**CONSIGNE**: Repérez chaque ligne ci-dessous qui contient le mot « window » et recopiez-la. Les majuscules et les minuscules doivent correspondre.
- - - -
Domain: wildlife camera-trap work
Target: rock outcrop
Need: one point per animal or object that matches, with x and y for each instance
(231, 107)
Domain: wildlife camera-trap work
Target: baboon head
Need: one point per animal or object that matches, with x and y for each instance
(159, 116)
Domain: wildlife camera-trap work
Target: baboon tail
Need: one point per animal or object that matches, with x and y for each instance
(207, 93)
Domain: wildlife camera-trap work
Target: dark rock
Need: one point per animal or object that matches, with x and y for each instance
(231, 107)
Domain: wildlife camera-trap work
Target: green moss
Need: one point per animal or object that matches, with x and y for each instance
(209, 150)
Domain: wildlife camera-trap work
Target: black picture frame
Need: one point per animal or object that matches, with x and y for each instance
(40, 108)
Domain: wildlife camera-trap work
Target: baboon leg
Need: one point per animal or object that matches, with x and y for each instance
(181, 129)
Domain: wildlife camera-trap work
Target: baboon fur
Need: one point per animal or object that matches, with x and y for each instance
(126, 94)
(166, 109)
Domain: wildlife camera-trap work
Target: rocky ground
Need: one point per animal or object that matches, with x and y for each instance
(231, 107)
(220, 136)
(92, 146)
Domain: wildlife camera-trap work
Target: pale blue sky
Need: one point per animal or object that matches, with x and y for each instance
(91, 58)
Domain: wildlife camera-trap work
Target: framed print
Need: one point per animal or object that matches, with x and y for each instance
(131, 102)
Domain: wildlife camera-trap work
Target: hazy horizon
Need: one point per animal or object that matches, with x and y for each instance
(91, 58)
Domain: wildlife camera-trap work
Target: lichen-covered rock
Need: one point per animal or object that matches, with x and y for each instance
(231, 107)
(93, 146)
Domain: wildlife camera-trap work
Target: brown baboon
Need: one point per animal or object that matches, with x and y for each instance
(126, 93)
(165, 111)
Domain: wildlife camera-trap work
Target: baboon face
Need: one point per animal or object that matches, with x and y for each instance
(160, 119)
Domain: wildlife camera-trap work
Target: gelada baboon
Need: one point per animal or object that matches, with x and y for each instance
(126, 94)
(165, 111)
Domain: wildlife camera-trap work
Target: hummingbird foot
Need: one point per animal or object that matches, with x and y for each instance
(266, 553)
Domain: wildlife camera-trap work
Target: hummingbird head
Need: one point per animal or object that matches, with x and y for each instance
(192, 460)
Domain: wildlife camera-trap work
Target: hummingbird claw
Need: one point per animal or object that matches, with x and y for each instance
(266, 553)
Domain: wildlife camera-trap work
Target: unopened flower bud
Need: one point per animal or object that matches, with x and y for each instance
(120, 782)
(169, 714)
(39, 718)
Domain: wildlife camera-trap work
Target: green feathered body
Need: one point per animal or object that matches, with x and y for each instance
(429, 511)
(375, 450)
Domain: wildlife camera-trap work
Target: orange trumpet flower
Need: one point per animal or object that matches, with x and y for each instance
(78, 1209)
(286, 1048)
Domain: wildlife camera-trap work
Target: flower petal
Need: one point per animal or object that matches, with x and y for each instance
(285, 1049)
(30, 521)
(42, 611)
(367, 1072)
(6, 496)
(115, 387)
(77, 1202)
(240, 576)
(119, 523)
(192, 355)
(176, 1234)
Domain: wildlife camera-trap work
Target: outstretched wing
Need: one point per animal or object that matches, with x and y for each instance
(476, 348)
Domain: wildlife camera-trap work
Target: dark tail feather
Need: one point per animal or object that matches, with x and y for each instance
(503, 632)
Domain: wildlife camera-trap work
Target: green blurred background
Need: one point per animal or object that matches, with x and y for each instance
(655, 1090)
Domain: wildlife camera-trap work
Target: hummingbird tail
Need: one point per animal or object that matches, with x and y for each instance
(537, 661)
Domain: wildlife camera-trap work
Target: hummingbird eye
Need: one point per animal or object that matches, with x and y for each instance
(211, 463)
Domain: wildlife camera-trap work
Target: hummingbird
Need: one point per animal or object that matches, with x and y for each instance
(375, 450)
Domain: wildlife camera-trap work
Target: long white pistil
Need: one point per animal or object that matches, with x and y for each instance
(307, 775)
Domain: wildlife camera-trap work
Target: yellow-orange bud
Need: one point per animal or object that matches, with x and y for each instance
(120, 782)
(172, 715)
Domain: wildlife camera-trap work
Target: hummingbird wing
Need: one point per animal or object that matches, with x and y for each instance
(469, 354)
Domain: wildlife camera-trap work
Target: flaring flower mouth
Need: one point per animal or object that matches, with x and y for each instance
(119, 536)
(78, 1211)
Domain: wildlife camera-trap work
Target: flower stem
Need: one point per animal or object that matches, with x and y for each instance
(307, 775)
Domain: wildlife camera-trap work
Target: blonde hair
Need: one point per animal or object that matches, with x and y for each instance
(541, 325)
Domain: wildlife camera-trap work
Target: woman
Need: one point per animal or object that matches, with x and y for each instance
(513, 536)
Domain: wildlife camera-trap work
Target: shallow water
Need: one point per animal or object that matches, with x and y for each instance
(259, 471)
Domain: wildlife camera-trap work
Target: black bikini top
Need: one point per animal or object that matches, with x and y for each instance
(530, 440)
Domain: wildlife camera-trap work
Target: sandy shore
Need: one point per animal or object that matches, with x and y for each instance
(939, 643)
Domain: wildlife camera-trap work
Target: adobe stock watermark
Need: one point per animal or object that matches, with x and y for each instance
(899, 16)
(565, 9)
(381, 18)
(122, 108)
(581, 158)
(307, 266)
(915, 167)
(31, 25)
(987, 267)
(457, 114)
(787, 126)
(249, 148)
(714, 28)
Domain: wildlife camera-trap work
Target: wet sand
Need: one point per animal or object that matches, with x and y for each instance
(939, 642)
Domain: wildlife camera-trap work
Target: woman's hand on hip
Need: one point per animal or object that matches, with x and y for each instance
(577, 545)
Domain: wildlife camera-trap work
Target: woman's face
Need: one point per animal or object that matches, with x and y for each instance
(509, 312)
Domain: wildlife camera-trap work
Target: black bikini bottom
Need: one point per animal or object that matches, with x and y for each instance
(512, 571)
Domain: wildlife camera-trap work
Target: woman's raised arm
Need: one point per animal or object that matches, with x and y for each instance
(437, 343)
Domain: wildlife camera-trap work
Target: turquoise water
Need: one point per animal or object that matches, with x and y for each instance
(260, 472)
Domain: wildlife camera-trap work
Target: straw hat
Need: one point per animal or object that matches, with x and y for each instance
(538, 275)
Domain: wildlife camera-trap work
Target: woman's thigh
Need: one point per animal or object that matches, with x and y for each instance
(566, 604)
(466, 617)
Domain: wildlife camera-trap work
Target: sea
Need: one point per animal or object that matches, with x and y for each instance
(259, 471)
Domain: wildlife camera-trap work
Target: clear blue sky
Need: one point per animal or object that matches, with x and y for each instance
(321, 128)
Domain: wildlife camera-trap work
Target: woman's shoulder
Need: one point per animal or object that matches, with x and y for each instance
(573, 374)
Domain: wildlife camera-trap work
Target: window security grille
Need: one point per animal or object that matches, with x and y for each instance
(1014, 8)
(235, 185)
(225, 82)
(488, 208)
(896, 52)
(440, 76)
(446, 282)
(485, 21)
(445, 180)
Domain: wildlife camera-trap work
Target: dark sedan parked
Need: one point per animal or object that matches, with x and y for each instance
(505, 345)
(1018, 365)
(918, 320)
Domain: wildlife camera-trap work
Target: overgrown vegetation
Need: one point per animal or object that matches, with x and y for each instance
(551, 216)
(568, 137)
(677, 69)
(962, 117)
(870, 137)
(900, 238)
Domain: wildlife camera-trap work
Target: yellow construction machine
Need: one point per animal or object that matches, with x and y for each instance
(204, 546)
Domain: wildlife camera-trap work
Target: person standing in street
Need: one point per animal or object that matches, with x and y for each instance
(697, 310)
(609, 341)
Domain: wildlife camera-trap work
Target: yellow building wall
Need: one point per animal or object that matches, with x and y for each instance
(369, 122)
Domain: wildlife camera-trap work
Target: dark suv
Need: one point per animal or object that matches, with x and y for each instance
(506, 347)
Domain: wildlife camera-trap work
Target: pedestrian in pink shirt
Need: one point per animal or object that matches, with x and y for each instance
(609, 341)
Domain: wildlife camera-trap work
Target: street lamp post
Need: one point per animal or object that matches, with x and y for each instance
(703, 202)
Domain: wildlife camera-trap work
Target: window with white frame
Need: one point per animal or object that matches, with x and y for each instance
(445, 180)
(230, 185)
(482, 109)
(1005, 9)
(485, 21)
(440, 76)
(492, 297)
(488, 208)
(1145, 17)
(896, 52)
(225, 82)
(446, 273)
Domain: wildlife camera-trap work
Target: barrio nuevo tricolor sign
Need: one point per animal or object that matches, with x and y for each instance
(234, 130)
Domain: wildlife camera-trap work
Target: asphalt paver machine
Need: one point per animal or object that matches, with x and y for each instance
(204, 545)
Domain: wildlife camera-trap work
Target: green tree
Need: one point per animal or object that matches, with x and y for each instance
- - - -
**CORRIGÉ**:
Target: window security grille
Target: window with white frame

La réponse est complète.